» REQUIRED WORK
Would you return the data exactly as given, except for its pictures?

(Recorded data)
*** Block opens ***

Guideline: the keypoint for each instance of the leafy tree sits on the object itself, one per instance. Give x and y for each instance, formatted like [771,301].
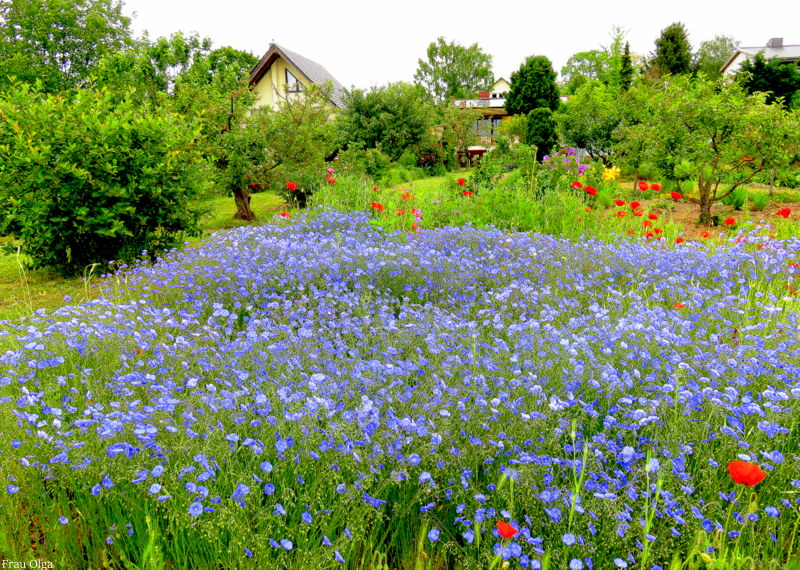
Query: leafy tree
[713,54]
[391,118]
[712,132]
[453,71]
[56,42]
[541,132]
[777,80]
[673,51]
[533,86]
[589,119]
[86,178]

*** Block closes ***

» OUTPUT OF THE TASK
Guideline: the keypoint for each instance of the leafy tree sits on the object itself, one per instance. Give x and y for each instance, formatted like [771,301].
Query: leafy tree
[713,54]
[391,118]
[712,132]
[453,71]
[56,42]
[541,132]
[777,80]
[673,51]
[533,86]
[589,119]
[86,178]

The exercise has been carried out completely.